Count the lines in the records below that contain the word "small", treating uppercase and lowercase as different, and give only that number.

Position identification records:
======

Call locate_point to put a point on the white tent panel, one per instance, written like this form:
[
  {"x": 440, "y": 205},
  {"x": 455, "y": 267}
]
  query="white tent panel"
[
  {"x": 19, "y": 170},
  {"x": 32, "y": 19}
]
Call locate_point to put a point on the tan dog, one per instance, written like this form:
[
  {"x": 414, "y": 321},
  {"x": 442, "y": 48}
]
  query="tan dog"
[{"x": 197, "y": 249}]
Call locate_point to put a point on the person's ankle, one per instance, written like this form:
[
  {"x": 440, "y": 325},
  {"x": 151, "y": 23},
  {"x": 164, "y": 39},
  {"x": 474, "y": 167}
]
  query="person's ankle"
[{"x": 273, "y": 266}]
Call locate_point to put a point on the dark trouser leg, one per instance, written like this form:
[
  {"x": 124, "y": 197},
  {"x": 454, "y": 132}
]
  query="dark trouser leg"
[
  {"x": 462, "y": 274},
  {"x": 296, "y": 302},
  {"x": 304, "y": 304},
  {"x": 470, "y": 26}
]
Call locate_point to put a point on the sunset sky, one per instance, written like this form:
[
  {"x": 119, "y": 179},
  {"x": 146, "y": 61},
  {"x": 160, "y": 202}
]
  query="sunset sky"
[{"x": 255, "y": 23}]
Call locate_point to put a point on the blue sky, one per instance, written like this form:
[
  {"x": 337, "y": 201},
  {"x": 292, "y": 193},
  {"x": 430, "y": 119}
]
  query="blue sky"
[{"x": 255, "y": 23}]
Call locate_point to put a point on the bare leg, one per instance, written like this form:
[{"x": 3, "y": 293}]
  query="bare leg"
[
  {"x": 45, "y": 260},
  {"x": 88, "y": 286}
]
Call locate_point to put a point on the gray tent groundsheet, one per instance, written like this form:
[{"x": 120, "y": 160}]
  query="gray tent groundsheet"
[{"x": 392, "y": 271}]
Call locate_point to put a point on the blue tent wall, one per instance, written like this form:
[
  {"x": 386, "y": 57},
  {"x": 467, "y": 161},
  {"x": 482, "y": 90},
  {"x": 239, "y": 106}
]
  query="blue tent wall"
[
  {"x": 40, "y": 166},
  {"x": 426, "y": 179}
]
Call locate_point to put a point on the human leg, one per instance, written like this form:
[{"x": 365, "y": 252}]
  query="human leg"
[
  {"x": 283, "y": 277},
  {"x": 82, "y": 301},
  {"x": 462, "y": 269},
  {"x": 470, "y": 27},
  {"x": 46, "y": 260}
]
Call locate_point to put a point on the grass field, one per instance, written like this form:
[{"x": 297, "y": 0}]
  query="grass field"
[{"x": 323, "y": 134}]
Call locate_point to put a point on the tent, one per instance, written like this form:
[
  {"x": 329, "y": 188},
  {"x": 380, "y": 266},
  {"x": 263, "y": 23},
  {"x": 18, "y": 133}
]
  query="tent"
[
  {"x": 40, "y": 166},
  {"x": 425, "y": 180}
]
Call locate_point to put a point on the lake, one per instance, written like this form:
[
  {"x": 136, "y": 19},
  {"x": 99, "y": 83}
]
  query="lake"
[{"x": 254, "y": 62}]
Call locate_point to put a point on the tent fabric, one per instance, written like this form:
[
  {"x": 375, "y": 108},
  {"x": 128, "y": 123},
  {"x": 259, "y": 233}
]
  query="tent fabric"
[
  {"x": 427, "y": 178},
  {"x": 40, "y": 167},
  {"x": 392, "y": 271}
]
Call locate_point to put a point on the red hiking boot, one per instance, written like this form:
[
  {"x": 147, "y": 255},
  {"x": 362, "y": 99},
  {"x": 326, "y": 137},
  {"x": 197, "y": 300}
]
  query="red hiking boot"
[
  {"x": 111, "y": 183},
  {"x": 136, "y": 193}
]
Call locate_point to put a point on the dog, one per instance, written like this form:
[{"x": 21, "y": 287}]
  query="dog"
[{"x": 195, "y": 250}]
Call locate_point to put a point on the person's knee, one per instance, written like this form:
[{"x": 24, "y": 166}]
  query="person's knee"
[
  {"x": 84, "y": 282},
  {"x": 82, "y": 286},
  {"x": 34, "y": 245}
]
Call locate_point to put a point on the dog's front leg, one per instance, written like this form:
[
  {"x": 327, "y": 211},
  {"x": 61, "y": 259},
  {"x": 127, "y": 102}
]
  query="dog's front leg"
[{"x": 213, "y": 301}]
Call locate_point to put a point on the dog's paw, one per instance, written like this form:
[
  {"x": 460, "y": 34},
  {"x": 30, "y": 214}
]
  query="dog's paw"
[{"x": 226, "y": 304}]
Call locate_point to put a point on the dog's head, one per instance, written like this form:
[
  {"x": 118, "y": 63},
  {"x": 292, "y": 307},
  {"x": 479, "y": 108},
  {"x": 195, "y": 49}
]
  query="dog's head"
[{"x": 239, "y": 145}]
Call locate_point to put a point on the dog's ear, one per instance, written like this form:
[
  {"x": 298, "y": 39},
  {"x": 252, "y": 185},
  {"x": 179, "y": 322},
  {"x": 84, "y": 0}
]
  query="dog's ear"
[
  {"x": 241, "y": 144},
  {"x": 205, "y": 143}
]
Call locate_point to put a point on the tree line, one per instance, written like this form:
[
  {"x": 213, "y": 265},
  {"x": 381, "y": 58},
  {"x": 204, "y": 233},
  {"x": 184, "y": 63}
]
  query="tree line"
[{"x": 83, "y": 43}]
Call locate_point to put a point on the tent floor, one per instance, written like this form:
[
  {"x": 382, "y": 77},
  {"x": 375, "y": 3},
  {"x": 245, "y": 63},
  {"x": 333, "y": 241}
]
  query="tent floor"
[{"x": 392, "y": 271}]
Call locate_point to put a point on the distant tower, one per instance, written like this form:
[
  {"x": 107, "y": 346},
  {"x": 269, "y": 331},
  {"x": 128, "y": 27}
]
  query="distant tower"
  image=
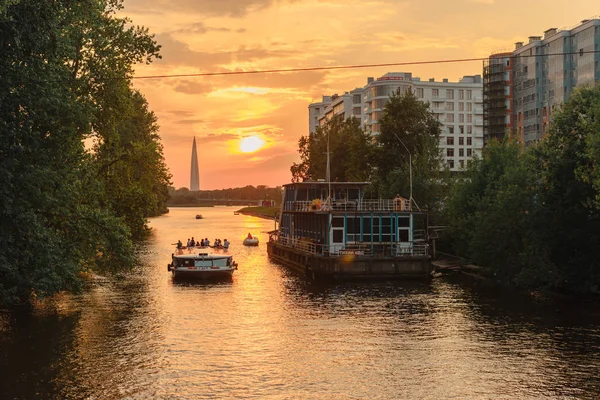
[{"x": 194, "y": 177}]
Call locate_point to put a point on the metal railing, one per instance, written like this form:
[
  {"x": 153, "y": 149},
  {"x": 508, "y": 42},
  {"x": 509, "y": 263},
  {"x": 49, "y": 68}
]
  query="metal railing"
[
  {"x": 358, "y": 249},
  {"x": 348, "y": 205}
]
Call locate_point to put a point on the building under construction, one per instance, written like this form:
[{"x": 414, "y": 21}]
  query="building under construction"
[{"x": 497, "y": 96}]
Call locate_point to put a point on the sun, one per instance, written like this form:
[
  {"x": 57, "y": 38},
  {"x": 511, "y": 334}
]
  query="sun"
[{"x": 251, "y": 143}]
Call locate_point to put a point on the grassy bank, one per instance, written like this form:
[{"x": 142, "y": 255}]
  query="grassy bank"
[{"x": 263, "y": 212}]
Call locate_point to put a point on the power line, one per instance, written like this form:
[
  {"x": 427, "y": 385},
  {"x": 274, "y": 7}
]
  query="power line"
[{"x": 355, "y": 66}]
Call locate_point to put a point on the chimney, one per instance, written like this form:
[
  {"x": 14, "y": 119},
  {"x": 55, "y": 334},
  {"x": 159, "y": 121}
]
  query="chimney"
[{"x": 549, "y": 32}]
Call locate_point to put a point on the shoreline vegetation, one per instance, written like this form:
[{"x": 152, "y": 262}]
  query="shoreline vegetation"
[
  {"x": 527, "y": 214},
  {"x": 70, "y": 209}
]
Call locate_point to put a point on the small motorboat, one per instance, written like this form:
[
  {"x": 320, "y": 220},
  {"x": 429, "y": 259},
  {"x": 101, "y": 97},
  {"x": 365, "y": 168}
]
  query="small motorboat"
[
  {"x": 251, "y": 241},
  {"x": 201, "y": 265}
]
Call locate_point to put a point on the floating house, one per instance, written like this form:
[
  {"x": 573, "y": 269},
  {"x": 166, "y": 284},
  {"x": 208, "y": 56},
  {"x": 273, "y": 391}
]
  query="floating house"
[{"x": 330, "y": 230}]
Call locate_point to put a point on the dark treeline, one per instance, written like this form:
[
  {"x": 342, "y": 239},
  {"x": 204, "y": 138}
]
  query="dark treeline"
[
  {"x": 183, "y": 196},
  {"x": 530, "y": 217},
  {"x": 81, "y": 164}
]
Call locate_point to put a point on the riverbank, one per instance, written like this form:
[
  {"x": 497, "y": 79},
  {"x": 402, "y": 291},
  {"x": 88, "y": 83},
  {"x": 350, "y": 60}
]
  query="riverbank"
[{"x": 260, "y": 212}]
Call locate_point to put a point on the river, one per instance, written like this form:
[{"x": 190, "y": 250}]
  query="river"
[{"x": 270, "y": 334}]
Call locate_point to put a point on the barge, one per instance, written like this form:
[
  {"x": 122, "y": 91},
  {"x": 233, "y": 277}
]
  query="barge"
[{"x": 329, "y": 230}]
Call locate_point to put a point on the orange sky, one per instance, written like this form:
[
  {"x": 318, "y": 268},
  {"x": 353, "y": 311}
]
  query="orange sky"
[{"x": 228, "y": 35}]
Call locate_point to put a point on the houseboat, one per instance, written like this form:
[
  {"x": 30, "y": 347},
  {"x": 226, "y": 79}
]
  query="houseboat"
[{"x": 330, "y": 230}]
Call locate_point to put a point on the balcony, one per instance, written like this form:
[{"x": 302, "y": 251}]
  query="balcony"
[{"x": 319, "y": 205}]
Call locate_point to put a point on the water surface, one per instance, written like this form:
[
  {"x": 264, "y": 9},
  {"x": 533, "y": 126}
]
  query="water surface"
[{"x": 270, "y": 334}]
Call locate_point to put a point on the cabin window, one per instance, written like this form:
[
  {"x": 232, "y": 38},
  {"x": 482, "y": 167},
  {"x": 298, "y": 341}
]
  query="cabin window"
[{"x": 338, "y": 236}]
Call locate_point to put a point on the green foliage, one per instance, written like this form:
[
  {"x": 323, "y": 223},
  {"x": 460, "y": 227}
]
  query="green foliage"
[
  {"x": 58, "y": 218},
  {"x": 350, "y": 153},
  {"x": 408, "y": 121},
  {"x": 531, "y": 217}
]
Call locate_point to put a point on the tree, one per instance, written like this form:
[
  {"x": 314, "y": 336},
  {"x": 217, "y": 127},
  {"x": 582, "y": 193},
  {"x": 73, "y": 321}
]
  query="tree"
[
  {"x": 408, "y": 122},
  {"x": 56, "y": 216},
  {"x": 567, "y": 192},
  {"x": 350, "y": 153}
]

======

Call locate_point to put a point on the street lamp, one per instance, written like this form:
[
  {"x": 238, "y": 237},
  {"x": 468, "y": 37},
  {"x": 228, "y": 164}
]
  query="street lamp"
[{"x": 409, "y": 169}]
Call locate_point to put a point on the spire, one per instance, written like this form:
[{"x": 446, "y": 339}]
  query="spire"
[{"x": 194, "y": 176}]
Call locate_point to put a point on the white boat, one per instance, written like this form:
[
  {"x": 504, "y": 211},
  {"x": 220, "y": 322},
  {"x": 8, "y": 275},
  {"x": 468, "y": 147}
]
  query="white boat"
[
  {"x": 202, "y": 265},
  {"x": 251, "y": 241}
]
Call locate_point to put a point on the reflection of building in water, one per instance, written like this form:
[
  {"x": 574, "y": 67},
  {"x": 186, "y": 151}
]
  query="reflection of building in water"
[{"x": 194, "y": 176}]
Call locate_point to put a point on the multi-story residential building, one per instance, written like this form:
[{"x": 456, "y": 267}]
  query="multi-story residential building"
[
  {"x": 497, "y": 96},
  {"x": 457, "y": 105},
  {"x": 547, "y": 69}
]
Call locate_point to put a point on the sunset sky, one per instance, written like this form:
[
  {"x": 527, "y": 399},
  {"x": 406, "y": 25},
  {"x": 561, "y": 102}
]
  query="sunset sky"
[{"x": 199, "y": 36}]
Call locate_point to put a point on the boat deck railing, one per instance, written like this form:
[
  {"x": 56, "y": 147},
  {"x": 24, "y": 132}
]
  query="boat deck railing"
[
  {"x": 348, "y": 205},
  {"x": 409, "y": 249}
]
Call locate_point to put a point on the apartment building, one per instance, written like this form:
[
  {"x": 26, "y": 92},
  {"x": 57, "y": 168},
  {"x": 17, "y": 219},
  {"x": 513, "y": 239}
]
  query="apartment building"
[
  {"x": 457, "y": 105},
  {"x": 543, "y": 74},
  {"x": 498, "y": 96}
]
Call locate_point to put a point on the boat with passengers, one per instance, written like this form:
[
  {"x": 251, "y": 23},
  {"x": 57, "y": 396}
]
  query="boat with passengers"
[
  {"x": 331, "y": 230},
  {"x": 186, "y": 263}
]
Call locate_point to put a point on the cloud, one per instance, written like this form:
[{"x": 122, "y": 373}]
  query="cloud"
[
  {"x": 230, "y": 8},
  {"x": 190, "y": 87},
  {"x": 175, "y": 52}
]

======

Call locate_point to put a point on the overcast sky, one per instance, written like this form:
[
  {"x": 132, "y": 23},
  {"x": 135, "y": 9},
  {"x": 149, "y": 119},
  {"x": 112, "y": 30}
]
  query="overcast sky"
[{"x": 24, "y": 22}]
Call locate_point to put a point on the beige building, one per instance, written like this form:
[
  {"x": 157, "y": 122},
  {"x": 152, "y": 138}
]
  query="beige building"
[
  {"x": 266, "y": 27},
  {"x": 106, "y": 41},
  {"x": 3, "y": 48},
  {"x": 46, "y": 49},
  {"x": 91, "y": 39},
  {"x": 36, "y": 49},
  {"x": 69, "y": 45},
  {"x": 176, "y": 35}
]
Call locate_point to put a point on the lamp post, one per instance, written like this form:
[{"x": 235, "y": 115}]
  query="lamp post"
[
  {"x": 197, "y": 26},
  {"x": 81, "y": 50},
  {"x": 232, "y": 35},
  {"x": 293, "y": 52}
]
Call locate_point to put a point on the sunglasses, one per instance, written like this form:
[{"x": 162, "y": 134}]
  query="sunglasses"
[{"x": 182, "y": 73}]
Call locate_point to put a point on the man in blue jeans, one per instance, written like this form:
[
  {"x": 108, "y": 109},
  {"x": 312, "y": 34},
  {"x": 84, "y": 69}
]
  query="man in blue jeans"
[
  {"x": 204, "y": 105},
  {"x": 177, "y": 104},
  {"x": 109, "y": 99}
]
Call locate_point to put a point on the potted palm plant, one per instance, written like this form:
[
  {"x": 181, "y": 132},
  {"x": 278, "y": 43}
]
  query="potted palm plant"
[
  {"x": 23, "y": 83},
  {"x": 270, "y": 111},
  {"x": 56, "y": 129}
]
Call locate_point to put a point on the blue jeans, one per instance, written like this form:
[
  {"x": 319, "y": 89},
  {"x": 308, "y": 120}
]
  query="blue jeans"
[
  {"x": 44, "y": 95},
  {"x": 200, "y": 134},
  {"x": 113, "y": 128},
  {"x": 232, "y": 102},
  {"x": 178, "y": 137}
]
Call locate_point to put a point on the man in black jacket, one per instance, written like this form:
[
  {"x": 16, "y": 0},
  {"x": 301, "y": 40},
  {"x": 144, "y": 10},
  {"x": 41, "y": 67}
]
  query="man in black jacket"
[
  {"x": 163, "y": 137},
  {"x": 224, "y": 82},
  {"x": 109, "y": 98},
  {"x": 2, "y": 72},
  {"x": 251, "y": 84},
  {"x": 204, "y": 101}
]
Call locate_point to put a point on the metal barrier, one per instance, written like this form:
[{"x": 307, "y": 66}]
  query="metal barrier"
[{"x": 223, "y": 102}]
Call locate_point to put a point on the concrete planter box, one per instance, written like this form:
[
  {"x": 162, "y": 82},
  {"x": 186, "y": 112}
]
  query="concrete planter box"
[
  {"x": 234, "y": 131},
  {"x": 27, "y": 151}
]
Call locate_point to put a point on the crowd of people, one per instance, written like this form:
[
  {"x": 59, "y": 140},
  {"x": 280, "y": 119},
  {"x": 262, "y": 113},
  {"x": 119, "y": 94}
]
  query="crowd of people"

======

EXERCISE ANSWER: 2